+++ EXTRACTED INFORMATION
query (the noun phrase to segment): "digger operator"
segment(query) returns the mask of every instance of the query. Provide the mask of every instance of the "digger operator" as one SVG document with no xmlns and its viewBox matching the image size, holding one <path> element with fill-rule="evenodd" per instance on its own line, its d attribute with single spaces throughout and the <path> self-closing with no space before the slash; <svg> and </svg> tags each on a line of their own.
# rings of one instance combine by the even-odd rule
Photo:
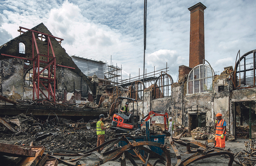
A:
++++++
+++ EXTRACTED INFORMATION
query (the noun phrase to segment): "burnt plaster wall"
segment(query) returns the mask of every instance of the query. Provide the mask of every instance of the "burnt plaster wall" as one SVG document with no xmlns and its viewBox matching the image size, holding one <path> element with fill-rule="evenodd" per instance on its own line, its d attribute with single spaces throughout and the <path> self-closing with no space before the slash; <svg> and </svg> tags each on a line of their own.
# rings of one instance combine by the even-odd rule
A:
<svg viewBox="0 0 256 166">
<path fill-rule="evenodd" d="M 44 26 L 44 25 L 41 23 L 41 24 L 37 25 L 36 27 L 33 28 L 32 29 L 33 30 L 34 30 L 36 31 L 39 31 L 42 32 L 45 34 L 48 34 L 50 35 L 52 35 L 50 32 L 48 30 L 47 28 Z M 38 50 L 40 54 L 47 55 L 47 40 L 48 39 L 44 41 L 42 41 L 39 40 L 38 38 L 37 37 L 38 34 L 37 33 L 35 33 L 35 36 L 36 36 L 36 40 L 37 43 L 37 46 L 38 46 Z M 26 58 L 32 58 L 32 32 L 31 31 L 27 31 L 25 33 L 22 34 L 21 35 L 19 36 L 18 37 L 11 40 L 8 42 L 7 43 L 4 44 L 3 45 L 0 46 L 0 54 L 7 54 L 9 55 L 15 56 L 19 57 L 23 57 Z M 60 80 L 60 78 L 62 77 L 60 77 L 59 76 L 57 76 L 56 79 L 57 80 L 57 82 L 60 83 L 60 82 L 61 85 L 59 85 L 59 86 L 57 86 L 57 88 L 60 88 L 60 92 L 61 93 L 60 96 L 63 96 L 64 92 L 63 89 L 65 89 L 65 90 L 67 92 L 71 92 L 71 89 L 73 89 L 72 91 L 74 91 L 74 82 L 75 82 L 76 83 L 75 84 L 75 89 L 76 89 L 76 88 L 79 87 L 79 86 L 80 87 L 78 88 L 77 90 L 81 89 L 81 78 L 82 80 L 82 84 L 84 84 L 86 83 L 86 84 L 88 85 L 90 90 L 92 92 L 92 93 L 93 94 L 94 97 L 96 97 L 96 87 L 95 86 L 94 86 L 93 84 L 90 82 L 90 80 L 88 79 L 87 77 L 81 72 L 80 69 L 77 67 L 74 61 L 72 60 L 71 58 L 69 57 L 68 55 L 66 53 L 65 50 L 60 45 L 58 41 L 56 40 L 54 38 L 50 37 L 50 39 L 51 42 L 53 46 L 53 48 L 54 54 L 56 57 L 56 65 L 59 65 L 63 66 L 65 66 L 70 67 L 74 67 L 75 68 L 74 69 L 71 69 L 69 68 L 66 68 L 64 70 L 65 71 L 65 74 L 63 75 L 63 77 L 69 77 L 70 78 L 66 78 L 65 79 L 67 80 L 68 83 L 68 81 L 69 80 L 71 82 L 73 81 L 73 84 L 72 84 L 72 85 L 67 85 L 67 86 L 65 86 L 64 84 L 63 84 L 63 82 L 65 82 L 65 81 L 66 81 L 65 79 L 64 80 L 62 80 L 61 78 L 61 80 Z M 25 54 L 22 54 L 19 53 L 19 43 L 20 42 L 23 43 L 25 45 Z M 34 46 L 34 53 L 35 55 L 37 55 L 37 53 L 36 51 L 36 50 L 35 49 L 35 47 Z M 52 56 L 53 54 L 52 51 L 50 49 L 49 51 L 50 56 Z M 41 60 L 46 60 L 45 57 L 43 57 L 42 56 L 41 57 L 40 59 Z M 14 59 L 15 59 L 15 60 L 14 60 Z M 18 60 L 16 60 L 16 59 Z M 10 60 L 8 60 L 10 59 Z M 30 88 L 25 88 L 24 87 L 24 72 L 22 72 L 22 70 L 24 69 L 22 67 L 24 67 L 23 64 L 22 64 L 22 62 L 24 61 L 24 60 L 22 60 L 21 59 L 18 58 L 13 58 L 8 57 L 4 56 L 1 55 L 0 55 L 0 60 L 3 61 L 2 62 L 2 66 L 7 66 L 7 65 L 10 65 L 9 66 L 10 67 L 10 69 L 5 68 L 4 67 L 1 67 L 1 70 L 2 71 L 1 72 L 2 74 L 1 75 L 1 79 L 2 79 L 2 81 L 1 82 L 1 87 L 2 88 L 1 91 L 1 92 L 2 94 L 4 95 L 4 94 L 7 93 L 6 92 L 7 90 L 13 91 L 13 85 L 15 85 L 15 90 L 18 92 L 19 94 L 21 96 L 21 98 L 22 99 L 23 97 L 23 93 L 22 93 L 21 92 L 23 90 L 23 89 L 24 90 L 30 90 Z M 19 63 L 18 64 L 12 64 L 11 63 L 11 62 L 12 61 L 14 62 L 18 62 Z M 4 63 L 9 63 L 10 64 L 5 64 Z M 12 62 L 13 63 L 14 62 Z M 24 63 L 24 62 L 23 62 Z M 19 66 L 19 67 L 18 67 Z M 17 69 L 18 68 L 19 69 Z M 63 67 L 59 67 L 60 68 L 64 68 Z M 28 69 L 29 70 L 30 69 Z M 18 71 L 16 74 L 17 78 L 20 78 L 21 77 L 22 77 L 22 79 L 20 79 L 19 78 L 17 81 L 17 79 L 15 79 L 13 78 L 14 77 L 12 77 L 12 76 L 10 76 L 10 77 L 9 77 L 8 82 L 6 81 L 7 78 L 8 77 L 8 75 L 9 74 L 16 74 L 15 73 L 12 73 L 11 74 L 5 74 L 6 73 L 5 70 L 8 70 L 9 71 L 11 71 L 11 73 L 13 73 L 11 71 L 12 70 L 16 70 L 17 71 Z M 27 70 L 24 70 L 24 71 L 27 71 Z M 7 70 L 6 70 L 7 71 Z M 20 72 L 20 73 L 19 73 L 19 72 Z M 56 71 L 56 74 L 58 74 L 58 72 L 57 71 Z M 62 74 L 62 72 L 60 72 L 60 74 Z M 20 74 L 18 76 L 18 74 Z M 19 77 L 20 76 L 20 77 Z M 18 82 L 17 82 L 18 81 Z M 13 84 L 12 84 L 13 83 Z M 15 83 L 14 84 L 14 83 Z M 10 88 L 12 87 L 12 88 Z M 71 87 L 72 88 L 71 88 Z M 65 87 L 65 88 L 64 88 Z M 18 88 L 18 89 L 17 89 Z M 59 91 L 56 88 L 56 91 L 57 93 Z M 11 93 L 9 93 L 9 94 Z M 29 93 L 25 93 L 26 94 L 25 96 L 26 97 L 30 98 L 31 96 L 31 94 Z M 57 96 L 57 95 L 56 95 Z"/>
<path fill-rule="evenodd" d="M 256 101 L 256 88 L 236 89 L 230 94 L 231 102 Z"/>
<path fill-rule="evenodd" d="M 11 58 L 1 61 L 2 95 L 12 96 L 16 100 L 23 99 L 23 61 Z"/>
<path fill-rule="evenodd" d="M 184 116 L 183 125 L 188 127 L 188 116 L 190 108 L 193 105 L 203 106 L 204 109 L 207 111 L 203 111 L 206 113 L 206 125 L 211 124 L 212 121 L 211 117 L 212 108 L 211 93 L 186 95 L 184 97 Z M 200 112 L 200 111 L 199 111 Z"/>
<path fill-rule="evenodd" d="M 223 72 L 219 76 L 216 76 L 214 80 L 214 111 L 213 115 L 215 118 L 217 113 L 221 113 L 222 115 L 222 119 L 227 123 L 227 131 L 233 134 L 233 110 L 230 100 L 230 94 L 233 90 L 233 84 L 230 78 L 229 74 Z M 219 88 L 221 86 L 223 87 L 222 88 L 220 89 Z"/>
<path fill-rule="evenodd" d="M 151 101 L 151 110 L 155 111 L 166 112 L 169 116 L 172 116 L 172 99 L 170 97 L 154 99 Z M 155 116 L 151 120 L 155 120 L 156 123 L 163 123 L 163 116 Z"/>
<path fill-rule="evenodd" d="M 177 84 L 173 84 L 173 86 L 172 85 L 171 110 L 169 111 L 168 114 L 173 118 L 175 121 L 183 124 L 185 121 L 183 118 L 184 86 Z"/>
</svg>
++++++
Locate each line in the entries above that contains the string "phrase", and copy every such line in full.

query (the noun phrase to segment): "digger operator"
query (the noun phrase to segment): "burnt plaster wall"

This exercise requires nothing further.